Material shown section start
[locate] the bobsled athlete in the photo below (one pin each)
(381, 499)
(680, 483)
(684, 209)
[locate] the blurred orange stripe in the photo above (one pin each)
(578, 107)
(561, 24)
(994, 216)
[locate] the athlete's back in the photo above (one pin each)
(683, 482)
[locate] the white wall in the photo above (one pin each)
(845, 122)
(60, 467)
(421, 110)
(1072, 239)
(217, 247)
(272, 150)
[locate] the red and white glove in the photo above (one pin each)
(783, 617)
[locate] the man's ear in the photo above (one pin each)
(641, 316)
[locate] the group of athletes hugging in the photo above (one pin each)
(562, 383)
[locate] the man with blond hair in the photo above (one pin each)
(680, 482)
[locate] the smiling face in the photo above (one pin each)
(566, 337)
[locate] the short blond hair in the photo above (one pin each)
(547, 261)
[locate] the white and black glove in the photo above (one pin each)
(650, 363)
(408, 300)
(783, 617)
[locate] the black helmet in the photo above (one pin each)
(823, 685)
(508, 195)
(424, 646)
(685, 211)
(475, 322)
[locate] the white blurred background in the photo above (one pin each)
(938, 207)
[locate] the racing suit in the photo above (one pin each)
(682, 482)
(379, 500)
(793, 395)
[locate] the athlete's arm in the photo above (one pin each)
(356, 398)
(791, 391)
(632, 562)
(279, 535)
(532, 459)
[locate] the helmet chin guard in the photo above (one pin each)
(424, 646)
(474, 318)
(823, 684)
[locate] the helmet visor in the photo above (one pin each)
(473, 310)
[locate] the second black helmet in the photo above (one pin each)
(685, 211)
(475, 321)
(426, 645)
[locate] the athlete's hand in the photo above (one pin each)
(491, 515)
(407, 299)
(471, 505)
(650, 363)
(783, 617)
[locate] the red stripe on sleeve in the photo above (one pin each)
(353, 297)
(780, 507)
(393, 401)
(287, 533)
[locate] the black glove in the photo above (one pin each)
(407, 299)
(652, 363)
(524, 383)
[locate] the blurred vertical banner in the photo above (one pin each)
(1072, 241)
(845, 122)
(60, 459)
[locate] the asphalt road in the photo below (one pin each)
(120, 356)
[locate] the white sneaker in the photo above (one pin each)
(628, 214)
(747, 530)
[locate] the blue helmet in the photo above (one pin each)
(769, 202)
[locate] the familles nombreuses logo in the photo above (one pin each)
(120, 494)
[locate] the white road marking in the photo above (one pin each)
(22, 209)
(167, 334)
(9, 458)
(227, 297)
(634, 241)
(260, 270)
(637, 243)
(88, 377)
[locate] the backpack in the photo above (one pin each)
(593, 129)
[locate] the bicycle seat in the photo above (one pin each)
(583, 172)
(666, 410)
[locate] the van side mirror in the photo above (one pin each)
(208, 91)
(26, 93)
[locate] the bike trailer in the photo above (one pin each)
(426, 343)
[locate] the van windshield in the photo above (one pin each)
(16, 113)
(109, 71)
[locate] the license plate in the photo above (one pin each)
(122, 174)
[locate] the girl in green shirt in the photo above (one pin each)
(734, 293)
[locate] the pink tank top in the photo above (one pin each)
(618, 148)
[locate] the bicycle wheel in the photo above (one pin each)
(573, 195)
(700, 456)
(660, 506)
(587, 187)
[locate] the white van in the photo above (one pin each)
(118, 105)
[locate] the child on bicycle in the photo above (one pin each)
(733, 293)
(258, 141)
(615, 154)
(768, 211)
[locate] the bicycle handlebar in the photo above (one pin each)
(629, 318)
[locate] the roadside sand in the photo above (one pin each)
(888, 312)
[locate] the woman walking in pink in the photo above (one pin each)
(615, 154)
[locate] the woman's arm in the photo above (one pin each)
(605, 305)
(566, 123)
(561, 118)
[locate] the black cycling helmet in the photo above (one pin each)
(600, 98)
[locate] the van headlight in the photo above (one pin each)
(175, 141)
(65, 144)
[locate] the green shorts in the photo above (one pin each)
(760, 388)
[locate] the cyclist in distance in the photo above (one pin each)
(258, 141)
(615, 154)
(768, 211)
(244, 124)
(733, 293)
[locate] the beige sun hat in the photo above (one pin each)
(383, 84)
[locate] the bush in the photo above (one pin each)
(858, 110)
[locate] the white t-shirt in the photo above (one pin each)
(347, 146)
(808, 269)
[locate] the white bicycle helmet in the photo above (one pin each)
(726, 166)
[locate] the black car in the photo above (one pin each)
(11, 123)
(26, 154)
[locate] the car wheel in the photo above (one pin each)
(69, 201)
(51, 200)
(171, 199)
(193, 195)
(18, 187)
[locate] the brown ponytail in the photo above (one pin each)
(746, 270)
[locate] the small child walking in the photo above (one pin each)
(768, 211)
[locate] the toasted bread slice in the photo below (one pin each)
Material shown section end
What you are asked to do: Write the data out in full, matching every line exactly.

Written response:
[locate] the bobsled athlete in the photo below (one pin each)
(381, 499)
(680, 483)
(684, 209)
[locate] the blurred orange stripe in the photo above (one pin each)
(578, 107)
(561, 24)
(994, 216)
[locate] the athlete's back in the photo above (one pin each)
(683, 482)
[locate] the white wall in the photo above (one pin each)
(845, 122)
(60, 467)
(421, 110)
(1072, 239)
(217, 247)
(272, 150)
[locate] the red and white glove in the photo above (one pin each)
(783, 617)
[locate] the man's ear in the photo above (one pin each)
(641, 316)
[locate] the group of athletes hugging in the photo above (one pin each)
(562, 383)
[locate] the man with blond hair in the photo above (one pin each)
(680, 482)
[locate] the smiling face in the photo above (one pin each)
(566, 337)
[locate] the short blond hair in the photo above (one pin each)
(547, 261)
[locate] the white and black glove in the photo above (one pin each)
(650, 363)
(408, 300)
(783, 617)
[locate] the black helmet in the photo above (one pin each)
(823, 685)
(508, 195)
(424, 646)
(685, 211)
(475, 322)
[locate] the white blurred background in the photo above (one pin each)
(938, 207)
[locate] the racing suit in the photo above (one pin each)
(682, 482)
(379, 500)
(793, 395)
[locate] the athlete's arm in the photo above (one pin each)
(356, 398)
(791, 391)
(632, 562)
(279, 535)
(532, 459)
[locate] the helmet chin guard in the photo above (one pin each)
(424, 646)
(474, 318)
(823, 684)
[locate] the helmet visor in the photo above (one pin each)
(473, 310)
[locate] the second black helmet in the photo above (one pin each)
(685, 211)
(475, 321)
(426, 645)
[locate] the athlete's hand in the photo above (one pin each)
(491, 515)
(407, 299)
(471, 505)
(650, 363)
(783, 617)
[locate] the red stripe on sleeve in the photo above (one pin each)
(353, 297)
(780, 507)
(393, 401)
(287, 533)
[locate] the black glove in the photo above (one pin each)
(407, 299)
(652, 363)
(524, 383)
[locate] the blurred vertical banner in the photo above (one pin each)
(1072, 241)
(845, 122)
(60, 459)
[locate] the asphalt road in the photo below (one pin each)
(120, 356)
[locate] the white sneaker in the photo above (one pin each)
(628, 214)
(747, 530)
[locate] the blue helmet in the photo above (one pin each)
(769, 202)
[locate] the familles nombreuses logo in the photo above (one pin each)
(120, 494)
[locate] the white road marking in the photo above (one pin each)
(22, 209)
(167, 334)
(9, 458)
(227, 297)
(634, 241)
(260, 270)
(637, 243)
(88, 377)
[locate] the backpack in the photo above (one pin each)
(593, 129)
[locate] the bicycle seat in the photo above (one pin each)
(583, 172)
(666, 410)
[locate] the van side mirror in the photo above (one pin each)
(208, 91)
(26, 93)
[locate] the bike trailer in the photo above (one pin each)
(426, 343)
[locate] the van windshield in the photo above (one pin each)
(16, 113)
(109, 71)
[locate] the license plate in the photo above (one pin each)
(122, 174)
[locate] the girl in green shirt in the photo above (one pin each)
(734, 293)
[locate] the pink tank top in the photo above (one pin each)
(618, 148)
[locate] the bicycle wheel in the photo above (one pin each)
(573, 195)
(700, 456)
(660, 506)
(587, 187)
[locate] the white van in the photo above (one pin each)
(118, 105)
[locate] the child on bicycle in the photo above (one pin each)
(733, 293)
(258, 141)
(615, 154)
(768, 211)
[locate] the bicycle handlebar in the photo above (one pin each)
(629, 318)
[locate] the roadside sand in the photo above (one pin each)
(888, 312)
[locate] the woman walking in pink in the photo above (one pin each)
(615, 154)
[locate] the woman's arm in the photo above (one pin each)
(605, 305)
(566, 123)
(561, 118)
[locate] the black cycling helmet in the photo above (one pin each)
(600, 98)
[locate] the van headlight in the photo above (one pin each)
(175, 141)
(65, 144)
[locate] the green shorts in the photo above (one pin each)
(760, 388)
[locate] the cyclist in distance in the photo above (one pin each)
(258, 141)
(615, 154)
(768, 211)
(244, 124)
(733, 293)
[locate] the beige sun hat in the photo above (one pin each)
(383, 84)
[locate] the bush in the photo above (one pin each)
(858, 110)
[locate] the white t-shirt in the photo above (one pin each)
(347, 146)
(808, 269)
[locate] the white bicycle helmet in the photo above (one pin each)
(726, 166)
[locate] the black car in the photo above (one pin each)
(11, 123)
(26, 154)
[locate] the car wheel in the photo above (one pin each)
(69, 201)
(51, 200)
(171, 199)
(193, 195)
(18, 187)
[locate] the brown ponytail in the photo above (one pin each)
(746, 270)
[locate] the small child walking in the photo above (one pin each)
(768, 211)
[locate] the toasted bread slice in the photo below (one pin each)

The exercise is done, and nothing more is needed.